Print verbatim the stretch of the listing below, from the line containing "--target rough stone block" through the line containing "Provide the mask of each instance of the rough".

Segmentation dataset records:
= = = = = = =
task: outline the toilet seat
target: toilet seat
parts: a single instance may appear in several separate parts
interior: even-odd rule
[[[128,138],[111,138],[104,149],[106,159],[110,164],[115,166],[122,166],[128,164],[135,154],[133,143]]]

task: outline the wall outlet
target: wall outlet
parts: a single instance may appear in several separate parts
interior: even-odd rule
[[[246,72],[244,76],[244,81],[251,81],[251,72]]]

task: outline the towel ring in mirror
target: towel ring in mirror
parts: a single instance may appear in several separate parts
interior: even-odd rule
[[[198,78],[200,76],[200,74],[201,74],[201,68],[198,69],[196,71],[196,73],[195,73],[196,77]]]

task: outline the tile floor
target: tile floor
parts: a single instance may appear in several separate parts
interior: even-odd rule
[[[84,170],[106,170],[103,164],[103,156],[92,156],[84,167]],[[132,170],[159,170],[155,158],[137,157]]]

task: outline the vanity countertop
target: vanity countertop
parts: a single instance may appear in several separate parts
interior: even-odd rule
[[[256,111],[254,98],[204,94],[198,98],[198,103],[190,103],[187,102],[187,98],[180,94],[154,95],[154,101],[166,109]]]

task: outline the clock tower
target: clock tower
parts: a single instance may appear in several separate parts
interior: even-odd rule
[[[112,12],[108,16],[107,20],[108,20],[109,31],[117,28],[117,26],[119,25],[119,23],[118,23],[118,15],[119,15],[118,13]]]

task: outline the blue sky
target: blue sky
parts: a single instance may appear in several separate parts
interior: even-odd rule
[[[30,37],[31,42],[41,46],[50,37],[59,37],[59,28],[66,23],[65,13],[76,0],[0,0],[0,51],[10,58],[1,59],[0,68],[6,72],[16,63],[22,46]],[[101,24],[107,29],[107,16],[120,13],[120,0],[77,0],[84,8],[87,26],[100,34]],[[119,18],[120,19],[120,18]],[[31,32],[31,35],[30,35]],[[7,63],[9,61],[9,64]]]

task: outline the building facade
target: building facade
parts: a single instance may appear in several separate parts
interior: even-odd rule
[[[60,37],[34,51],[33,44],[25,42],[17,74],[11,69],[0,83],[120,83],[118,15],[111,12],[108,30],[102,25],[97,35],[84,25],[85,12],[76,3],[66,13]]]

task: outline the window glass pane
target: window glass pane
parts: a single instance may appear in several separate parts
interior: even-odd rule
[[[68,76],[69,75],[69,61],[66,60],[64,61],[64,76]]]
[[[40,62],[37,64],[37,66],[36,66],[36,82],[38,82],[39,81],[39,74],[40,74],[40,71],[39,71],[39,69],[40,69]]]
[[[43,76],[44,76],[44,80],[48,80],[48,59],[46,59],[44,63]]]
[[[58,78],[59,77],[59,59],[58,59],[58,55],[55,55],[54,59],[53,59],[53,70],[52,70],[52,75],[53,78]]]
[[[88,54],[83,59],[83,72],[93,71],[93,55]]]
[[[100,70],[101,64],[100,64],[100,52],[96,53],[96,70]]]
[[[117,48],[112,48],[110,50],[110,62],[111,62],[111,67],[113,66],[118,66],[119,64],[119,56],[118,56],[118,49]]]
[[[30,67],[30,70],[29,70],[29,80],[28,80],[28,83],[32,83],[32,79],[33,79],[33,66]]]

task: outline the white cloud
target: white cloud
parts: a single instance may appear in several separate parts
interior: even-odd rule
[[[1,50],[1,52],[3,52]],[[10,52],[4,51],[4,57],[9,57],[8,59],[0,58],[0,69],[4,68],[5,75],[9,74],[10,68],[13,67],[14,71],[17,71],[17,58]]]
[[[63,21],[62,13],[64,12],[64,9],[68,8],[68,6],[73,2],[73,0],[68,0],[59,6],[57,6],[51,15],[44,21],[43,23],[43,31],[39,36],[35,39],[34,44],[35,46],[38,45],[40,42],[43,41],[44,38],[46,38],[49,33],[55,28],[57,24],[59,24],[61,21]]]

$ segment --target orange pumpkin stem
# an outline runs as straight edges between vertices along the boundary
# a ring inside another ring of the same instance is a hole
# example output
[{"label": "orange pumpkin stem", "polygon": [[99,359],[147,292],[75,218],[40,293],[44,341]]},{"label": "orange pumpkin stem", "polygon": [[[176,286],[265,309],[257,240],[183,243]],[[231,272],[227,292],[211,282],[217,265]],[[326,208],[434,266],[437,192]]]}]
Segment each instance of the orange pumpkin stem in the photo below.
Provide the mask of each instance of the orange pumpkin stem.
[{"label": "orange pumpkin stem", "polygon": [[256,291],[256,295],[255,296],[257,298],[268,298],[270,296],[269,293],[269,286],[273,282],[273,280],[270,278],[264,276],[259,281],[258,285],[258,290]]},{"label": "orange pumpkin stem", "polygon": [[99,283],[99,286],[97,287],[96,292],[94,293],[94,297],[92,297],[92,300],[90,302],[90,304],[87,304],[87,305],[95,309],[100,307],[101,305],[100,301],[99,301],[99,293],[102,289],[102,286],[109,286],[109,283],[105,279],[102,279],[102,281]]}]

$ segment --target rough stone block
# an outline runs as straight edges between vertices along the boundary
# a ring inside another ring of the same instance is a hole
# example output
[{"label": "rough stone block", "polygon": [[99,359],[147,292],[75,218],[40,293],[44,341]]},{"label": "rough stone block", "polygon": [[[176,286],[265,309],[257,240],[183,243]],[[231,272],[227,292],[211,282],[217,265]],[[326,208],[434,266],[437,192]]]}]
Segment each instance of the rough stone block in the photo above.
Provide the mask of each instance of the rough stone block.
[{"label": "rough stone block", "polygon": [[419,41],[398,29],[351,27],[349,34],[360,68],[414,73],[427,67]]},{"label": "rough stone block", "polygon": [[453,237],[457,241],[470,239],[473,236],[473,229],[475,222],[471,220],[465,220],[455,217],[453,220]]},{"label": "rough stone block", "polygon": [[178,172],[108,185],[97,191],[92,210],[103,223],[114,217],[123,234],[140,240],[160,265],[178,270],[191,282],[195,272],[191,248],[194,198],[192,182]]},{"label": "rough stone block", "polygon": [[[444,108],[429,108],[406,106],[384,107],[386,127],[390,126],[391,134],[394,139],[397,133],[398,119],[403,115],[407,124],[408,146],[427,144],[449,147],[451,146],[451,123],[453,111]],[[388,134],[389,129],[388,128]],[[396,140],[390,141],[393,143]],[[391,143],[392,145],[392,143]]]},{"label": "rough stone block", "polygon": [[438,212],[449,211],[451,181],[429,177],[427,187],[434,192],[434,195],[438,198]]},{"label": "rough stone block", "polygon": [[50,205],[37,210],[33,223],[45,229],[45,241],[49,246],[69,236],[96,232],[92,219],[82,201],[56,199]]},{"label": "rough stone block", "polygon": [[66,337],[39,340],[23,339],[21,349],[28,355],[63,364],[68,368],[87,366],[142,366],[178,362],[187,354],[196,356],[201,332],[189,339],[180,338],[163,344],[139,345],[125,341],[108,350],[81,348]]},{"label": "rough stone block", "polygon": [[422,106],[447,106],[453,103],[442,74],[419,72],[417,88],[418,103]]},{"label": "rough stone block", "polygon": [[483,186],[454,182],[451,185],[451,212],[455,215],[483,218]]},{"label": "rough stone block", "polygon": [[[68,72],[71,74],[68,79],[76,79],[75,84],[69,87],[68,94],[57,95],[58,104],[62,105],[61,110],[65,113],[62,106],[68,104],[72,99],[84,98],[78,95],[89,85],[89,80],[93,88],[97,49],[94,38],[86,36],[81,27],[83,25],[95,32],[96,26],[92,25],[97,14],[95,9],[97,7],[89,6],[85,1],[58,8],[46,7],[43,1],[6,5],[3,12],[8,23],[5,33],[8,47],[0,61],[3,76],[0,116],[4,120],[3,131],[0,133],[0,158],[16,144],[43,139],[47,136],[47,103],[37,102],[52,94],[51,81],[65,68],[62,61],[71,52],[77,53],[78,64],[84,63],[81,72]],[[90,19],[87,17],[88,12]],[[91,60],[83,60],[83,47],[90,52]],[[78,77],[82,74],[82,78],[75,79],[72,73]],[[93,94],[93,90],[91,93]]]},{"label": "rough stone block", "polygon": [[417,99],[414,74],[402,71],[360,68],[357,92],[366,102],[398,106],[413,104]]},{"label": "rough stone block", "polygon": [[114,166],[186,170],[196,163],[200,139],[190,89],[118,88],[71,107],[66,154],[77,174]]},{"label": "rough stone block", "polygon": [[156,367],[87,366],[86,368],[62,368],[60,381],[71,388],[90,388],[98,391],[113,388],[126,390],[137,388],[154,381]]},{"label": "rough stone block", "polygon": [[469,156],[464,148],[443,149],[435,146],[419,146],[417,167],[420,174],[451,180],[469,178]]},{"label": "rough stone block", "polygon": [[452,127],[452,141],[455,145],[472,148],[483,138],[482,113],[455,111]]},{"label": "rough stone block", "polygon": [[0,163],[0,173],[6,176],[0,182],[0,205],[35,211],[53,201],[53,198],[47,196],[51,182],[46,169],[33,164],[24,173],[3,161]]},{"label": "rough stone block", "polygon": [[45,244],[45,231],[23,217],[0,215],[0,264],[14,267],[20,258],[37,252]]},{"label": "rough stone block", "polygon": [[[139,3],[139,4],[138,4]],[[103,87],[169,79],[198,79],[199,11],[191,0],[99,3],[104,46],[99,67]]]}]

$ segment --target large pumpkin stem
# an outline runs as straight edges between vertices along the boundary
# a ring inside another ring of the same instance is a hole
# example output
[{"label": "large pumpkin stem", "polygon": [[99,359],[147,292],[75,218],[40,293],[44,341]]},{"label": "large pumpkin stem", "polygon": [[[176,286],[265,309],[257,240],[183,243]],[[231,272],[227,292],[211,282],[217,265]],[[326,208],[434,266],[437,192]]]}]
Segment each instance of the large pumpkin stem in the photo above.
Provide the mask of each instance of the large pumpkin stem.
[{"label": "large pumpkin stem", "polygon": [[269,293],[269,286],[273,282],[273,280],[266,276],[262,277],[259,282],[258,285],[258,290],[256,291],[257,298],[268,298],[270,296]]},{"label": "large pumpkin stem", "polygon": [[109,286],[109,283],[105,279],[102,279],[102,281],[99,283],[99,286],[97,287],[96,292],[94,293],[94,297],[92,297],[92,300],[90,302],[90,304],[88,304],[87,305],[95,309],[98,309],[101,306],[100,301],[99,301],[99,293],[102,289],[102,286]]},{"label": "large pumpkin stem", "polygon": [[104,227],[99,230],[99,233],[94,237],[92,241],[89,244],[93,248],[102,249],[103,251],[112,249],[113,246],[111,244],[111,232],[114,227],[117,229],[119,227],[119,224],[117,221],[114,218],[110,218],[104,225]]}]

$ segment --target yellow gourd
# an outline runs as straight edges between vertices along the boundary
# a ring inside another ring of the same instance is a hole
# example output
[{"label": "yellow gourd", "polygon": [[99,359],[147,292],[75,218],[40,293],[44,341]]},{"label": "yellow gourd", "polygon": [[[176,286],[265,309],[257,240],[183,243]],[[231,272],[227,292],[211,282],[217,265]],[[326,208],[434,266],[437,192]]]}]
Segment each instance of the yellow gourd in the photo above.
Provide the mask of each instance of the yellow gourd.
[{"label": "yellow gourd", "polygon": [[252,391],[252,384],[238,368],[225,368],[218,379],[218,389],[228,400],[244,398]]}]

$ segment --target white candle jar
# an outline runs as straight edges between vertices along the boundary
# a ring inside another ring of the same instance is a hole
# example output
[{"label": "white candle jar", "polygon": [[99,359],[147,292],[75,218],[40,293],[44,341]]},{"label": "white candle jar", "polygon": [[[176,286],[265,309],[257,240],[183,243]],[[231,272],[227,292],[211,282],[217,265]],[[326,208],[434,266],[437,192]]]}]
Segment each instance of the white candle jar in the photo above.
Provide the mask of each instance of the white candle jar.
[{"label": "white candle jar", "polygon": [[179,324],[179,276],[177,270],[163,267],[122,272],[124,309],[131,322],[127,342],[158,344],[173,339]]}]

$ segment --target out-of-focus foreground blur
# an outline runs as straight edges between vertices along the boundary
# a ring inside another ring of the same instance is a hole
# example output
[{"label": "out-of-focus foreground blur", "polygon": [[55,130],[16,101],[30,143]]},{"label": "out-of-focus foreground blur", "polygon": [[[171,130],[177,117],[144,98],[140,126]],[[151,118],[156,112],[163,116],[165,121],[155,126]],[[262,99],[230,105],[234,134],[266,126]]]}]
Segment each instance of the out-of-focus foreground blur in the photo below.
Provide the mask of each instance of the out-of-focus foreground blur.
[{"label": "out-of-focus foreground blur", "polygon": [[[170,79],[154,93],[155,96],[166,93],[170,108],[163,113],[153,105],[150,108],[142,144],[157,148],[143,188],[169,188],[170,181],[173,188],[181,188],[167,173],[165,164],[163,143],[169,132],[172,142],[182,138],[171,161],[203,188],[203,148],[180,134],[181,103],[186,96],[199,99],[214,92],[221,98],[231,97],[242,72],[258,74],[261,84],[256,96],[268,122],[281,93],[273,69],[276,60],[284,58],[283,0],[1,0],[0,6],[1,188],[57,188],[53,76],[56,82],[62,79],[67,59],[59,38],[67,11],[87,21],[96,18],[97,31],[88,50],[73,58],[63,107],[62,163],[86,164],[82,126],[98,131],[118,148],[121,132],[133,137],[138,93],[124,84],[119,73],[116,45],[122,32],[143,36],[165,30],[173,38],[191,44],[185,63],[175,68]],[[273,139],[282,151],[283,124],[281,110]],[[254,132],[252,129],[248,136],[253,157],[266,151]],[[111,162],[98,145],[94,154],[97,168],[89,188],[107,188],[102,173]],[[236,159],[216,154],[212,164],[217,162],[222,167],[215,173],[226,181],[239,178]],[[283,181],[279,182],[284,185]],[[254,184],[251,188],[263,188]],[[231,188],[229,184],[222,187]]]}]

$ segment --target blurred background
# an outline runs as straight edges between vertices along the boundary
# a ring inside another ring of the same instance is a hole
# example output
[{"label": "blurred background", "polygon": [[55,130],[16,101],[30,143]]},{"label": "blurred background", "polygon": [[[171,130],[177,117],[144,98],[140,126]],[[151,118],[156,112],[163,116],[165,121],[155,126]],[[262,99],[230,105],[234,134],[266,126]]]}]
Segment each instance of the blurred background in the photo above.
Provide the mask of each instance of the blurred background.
= = = = = = =
__OUTPUT FOR THIS TASK__.
$ segment --target rough stone block
# an outline runs as straight edges between vertices along the boundary
# a ring inside another ring of the same instance is a hole
# example output
[{"label": "rough stone block", "polygon": [[99,359],[147,292],[75,218],[40,293],[44,341]]},{"label": "rough stone block", "polygon": [[[176,286],[265,309],[257,240],[183,243]],[[231,272],[227,292],[211,282],[217,265]],[[326,208],[434,266],[437,192]]]}]
Segment each instance of the rough stone block in the photo above.
Provide the mask of each instance of the rough stone block.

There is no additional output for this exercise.